Please show, copied in full, each line of the listing below that contains the word "black".

** start TASK INPUTS **

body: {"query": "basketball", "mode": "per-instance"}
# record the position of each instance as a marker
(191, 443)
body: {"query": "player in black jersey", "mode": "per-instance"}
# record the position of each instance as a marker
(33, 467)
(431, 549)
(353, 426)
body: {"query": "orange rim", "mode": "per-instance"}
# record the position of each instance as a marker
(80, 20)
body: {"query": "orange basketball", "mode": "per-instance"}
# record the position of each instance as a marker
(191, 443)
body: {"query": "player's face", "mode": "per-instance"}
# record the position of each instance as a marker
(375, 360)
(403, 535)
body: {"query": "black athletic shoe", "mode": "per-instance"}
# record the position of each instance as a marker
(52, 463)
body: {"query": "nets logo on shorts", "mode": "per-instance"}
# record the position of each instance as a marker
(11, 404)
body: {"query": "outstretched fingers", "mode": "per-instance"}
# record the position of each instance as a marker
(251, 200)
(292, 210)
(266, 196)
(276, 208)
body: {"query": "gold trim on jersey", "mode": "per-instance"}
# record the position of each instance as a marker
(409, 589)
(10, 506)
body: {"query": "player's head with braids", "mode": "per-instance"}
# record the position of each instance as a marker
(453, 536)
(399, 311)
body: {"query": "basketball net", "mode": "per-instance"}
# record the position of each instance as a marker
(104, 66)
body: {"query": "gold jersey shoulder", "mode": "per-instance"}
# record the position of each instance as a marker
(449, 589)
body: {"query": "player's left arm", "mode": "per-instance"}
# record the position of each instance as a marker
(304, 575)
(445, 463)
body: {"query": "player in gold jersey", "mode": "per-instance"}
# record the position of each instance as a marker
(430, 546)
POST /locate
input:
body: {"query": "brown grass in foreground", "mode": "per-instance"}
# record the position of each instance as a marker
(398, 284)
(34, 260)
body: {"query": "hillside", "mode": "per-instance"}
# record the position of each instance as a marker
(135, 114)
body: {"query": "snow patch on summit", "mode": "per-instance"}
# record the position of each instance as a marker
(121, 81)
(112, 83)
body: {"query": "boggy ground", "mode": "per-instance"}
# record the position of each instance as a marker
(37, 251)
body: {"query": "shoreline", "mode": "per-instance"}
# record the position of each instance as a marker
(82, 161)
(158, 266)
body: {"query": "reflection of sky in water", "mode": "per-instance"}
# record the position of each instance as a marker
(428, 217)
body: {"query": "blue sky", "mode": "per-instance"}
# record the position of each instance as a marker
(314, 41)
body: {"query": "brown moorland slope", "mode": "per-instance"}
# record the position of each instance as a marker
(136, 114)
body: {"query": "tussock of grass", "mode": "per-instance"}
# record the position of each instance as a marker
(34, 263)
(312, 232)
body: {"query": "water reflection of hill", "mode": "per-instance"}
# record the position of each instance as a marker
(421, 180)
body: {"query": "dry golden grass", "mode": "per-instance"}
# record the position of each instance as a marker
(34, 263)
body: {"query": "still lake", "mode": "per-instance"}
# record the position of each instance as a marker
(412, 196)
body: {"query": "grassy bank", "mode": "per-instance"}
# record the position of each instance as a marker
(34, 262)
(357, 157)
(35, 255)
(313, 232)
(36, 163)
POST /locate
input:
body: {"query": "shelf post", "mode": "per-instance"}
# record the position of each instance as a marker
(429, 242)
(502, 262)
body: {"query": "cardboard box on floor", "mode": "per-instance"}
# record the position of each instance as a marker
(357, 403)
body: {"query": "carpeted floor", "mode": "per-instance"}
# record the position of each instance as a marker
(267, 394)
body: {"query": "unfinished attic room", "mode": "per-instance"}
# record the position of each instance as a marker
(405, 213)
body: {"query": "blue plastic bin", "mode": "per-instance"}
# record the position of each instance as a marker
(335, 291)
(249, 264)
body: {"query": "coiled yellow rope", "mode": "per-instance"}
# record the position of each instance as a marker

** end TASK INPUTS **

▸ REPLY TO THE EXERCISE:
body: {"query": "player in black jersey", "mode": "per-instance"}
body: {"query": "black athletic shoe", "mode": "per-instance"}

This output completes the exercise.